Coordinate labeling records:
>>>>>

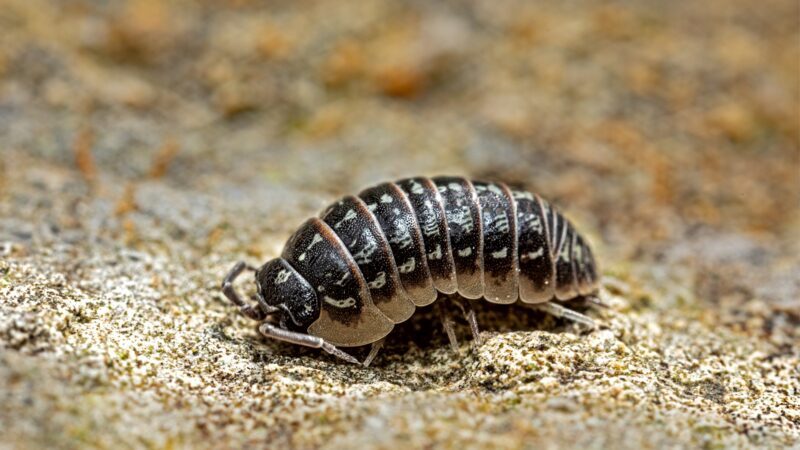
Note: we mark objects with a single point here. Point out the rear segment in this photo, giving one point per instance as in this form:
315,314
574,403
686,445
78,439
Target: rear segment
536,267
555,261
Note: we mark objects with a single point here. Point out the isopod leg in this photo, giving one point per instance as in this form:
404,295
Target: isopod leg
306,340
447,323
253,312
373,352
596,301
559,311
469,314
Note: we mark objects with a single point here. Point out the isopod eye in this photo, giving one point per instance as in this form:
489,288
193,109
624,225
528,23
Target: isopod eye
280,286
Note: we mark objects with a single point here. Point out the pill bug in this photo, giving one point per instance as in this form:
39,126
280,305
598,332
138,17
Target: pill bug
347,277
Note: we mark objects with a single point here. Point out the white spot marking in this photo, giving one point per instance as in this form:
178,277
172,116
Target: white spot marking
341,281
408,266
500,254
364,256
462,218
351,214
378,282
344,303
522,194
532,255
282,276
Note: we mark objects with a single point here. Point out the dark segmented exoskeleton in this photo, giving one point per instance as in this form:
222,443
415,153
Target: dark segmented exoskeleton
346,278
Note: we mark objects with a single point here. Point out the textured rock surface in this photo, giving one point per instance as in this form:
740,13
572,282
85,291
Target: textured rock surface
147,145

<<<<<

• _What is required_: Recast everything from the line containing "out the white" down through the end of the records as a Markdown table with the columns Row and Record line, numbering each row and leaving out blank lines.

• _The solution_:
| Row | Record line |
|---|---|
| 1 | Note: we mark objects with a single point here. Point out the white spot marking in this photo, giving one point per instance as in this form: |
| 2 | 178,277 |
| 3 | 172,116 |
| 4 | Target: white spot marking |
| 5 | 341,281 |
| 6 | 408,266 |
| 7 | 500,254 |
| 8 | 364,256 |
| 9 | 462,218 |
| 10 | 351,214 |
| 11 | 378,282 |
| 12 | 344,303 |
| 13 | 522,194 |
| 14 | 532,255 |
| 15 | 282,276 |
| 16 | Note: we mark objects with a single point here. Point out the dark segmented exoskeleton in this photo, giving one point per instance as in this form: |
| 17 | 222,443 |
| 18 | 415,153 |
| 19 | Target: dark segmented exoskeleton |
| 20 | 346,278 |
| 21 | Note: we mark objects with a single point here. Point out the textured rock surface in this photo, giving one point per instance as in this form: |
| 22 | 740,13 |
| 23 | 572,282 |
| 24 | 85,291 |
| 25 | Target: textured rock surface |
| 26 | 147,145 |